Short problem:
How many lines in the data below contain the string "parking"? Reply with the number only.

==========

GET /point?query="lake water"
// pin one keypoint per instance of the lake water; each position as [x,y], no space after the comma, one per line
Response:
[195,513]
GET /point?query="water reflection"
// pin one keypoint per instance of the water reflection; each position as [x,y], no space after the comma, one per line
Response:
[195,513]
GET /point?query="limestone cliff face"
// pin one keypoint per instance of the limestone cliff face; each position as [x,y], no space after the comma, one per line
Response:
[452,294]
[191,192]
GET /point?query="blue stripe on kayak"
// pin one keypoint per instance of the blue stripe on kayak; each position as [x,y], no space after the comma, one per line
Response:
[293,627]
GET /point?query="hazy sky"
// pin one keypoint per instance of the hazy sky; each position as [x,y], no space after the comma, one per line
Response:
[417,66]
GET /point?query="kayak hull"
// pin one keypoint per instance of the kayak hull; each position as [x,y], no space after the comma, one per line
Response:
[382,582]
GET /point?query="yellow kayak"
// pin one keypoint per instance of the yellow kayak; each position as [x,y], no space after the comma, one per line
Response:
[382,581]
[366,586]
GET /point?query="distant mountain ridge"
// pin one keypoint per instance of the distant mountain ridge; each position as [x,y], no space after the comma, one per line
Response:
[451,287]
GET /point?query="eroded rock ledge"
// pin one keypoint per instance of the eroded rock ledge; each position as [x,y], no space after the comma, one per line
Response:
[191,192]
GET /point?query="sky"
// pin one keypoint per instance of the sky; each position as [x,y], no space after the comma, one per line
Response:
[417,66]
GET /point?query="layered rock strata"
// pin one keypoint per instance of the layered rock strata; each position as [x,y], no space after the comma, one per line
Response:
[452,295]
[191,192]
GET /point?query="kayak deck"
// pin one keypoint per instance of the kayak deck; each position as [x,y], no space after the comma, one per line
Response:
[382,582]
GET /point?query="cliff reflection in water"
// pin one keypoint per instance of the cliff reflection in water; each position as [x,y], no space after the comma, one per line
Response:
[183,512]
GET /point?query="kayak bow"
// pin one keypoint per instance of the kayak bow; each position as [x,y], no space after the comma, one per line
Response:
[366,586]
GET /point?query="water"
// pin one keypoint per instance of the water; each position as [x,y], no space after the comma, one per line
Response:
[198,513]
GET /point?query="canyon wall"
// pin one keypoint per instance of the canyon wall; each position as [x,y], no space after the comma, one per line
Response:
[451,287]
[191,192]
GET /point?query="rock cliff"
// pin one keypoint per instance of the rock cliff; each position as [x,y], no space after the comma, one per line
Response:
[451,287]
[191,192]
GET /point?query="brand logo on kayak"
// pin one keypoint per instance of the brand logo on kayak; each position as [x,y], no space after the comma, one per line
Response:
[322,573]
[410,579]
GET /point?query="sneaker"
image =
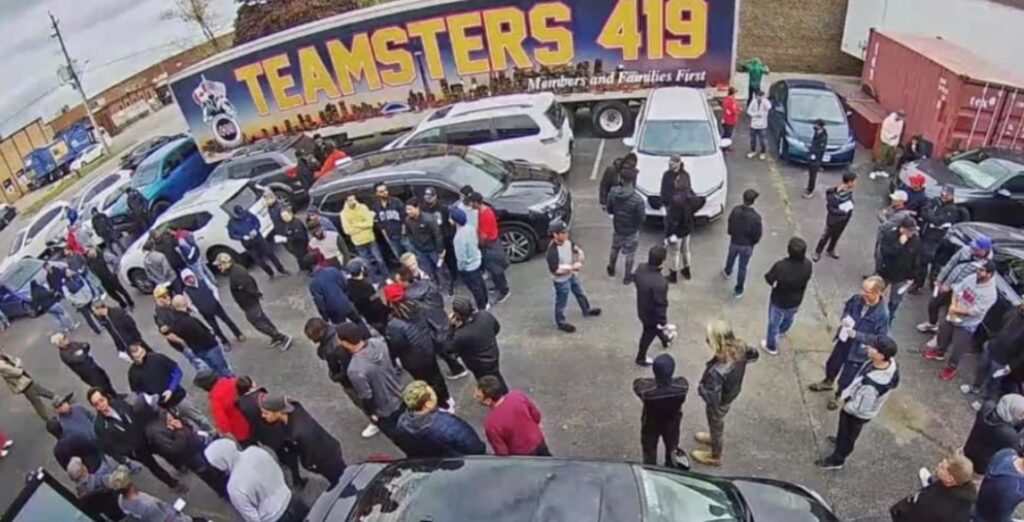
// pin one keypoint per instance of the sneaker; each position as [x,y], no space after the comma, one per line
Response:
[370,431]
[770,351]
[826,464]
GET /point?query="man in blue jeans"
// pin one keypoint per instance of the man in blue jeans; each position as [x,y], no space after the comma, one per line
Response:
[564,262]
[787,278]
[744,232]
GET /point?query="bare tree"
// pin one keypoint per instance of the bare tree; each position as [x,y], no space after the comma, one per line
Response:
[199,12]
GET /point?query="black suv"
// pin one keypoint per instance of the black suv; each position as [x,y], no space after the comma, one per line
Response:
[525,197]
[271,163]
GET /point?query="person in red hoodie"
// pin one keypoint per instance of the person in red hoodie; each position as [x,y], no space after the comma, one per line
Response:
[223,408]
[730,114]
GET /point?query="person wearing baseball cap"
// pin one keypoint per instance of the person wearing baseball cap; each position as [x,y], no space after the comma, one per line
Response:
[318,451]
[863,398]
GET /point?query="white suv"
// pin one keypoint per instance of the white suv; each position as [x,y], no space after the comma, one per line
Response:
[678,121]
[204,212]
[528,127]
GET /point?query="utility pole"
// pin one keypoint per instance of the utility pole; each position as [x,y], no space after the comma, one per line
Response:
[77,83]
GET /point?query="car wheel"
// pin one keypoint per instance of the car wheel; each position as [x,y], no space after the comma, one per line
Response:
[611,119]
[138,278]
[519,243]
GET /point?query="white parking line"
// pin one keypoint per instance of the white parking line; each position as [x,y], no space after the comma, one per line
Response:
[597,161]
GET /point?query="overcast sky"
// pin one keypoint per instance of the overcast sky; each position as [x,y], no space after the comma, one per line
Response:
[111,40]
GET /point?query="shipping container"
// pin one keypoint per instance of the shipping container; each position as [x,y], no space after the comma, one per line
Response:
[952,97]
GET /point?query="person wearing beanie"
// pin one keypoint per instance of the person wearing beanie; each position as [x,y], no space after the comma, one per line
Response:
[995,427]
[945,496]
[468,257]
[430,433]
[863,399]
[663,399]
[652,304]
[474,339]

==========

Output of the task:
2